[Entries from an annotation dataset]
***

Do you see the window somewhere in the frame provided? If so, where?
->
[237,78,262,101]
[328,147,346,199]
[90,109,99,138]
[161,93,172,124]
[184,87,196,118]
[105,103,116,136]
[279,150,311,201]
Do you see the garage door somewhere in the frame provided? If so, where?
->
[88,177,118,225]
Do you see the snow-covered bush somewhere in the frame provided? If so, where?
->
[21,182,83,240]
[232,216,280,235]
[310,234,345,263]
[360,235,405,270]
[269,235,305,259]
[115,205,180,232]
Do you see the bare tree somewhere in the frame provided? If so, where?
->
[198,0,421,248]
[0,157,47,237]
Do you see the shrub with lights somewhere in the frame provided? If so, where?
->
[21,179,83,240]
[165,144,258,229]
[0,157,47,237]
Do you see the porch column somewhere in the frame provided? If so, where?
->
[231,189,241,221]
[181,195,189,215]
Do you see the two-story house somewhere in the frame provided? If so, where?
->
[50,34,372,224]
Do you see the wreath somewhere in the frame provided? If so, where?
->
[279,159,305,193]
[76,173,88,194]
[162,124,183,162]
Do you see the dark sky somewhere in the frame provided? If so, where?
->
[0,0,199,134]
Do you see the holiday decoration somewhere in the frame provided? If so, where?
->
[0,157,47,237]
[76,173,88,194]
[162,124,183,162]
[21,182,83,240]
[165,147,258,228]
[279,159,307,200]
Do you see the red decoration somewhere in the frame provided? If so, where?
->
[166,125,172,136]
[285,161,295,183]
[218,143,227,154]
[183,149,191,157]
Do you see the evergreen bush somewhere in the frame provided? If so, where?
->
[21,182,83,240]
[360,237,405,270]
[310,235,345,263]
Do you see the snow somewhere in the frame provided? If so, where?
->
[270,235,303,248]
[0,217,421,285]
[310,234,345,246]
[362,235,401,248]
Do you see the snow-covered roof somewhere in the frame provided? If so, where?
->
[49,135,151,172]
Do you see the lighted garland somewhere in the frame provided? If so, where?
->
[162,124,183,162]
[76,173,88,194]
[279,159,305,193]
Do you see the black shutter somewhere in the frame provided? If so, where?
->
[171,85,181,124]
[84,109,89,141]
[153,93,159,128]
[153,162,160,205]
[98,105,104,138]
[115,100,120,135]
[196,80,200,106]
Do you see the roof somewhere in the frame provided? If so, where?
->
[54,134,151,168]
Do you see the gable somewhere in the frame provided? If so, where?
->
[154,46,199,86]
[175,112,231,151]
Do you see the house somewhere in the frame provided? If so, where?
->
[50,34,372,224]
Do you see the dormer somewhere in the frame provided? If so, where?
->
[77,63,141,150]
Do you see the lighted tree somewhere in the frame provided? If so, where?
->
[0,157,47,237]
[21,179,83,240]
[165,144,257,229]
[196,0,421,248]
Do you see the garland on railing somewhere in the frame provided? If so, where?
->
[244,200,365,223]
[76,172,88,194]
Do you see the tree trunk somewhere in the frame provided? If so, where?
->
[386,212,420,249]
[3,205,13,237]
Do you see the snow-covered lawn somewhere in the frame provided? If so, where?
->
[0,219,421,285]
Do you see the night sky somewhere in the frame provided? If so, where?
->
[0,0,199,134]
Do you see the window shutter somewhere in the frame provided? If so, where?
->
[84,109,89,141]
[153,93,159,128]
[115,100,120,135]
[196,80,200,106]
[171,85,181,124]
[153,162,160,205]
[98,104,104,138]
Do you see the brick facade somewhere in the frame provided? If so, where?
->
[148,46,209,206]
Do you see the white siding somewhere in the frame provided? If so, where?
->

***

[Task details] Copy out verbatim the part of the records that opens with the line containing "Do you see the white" and runs through the end of the records, including both of those end lines.

[Result of this exercise]
Do you see the white siding somewhere in the frame provided? If so, where?
->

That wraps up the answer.